#### Text block
*-*-*
Ironically, though, some of the data systems that start out feeling hierarchical, like human genealogy charts (I mean, parents have children, the end, right?) actually turn out to not be strictly hierarchical, owing largely to the fact that marriages can be dissolved, spouses can die, children can marry their uncles, and even more bizarre behavior. (I invite anyone who thinks a genealogical tree can be best represented as a hierarchy to map out the English royalty of the 1500s through the 1900s in a nice, well-ordered, singly-rooted tree--just try to figure out who the root is, to start!)

One thing that's interesting is that hierarchical data is actually one of the oldest ways to model information, which is partly why we have such an easy familiarity with it. We see hierarchies everywhere we turn in life, and as such it becomes an easy tool to reach for. Trying, however, to model a hierarchy in a relational database, as we often tried to do in the late 90s/early 00s, usually ended up in a massively complicated system, where much fo the complexity lay in navigating the hierarchy. This was partly why XML was viewed as such a godsend when it emerged as a data-centric tool in the early 00s. Pain points with XML led to the desire for a "simpler" approach, which led to JSON, which is just another hierarchy but with fewer options. (And it uses curly braces, which is more comforting to C++/C#/Java developers anyway.)

One other important note about hierarchical systems is that they are not intrinsically object systems. It's a common mischaracterization, since we often see classes in hierarchies (particulary inheritance-based), and a node can have attributes, just like objects can have fields. However, in an object system we can have a reference to another object--any other object--within the system without regard for its relationship to this object. This allows us to create cyclic graphs (among other things) which are impossible to represent accurately in a strict hierarchy.

For example, imagine the classic Person object:

class Person {
    String firstName;
    String lastName;
    int age;
}
ted = new Person("Ted", "Neward", 50);

This is pretty straightforward, whether Java or C# or C++ (or some other object language). If we try to model this in a hierarchy, it seems to flow well:

<person>
    <firstname>Ted</firstname>
    <lastname>Neward</lastname>
    <age>50</age>
</person>

{
    "ted": {
        "firstName": "Ted",
        "lastName": "Neward",
        "age": 50
    }
}

But when we represent the fact that Persons can get married, we encounter this object-relationship conundrum:

class Person {
    String firstName;
    String lastName;
    int age;
    Person spouse;
}

ted = new Person("Ted", "Neward", 50);
charlotte = new Person("Charlotte", "Neward", 39);
ted.spouse = charlotte;
charlotte.spouse = ted;

We would get a graph that looks like:

flowchart TB
    ted[Ted]-->charlotte[Charlotte]
    charlotte-->ted

But the hierarchical model gets twisted--we have to have a single root, so naively we would think that maybe we nest the "spouse" Person inside of the Person that references it, but that runs into the basic fact that there's two Person objects, so which is the root object? Which of these two spouses is "on top", so to speak? XML is going to get stuck right there, but JSON stands up and says, "Aha! I'm not a problem, watch!":

{
    "ted": {
        "firstName": "Ted",
        "lastName": "Neward",
        "age": 50
        "spouse": "charlotte"
*-*-*
#### Dataset extract

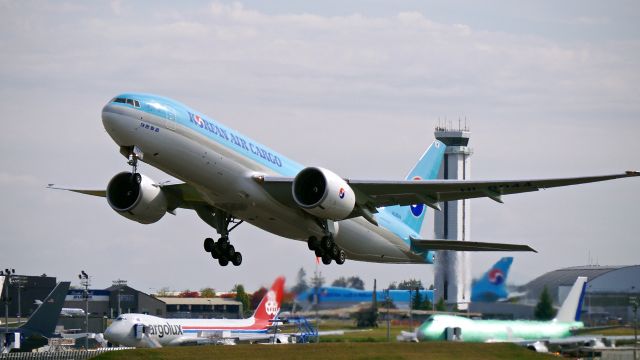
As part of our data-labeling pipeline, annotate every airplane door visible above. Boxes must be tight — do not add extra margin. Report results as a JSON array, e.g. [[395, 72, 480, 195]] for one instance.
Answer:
[[165, 109, 176, 130]]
*-*-*
#### Short task A
In the passage on hierarchical data, write out the part again, beginning at the words "One thing that's" and stopping after "C++/C#/Java developers anyway.)", and switch "curly braces" to "square brackets".
#### Short task B
Answer these questions from the passage on hierarchical data:
(i) When did XML emerge as a data-centric tool?
(ii) What age is given for Charlotte?
(iii) What kind of graphs does the ability to reference any other object allow, which a strict hierarchy cannot represent accurately?
#### Short task C
In the passage on hierarchical data, rewrite the paragraph that begins "One other important note about hierarchical systems" as a short list that keeps its main facts.

#### Complete response A
One thing that's interesting is that hierarchical data is actually one of the oldest ways to model information, which is partly why we have such an easy familiarity with it. We see hierarchies everywhere we turn in life, and as such it becomes an easy tool to reach for. Trying, however, to model a hierarchy in a relational database, as we often tried to do in the late 90s/early 00s, usually ended up in a massively complicated system, where much fo the complexity lay in navigating the hierarchy. This was partly why XML was viewed as such a godsend when it emerged as a data-centric tool in the early 00s. Pain points with XML led to the desire for a "simpler" approach, which led to JSON, which is just another hierarchy but with fewer options. (And it uses square brackets, which is more comforting to C++/C#/Java developers anyway.)

#### Complete response B
(i) In the early 00s.
(ii) 39.
(iii) Cyclic graphs.

#### Complete response C
- Hierarchical systems are not intrinsically object systems.
- People often confuse the two because classes frequently appear in hierarchies (particularly inheritance-based ones), and nodes have attributes much as objects have fields.
- In an object system, an object can reference any other object in the system, regardless of how the two are related.
- This makes cyclic graphs possible, and a strict hierarchy cannot represent them accurately.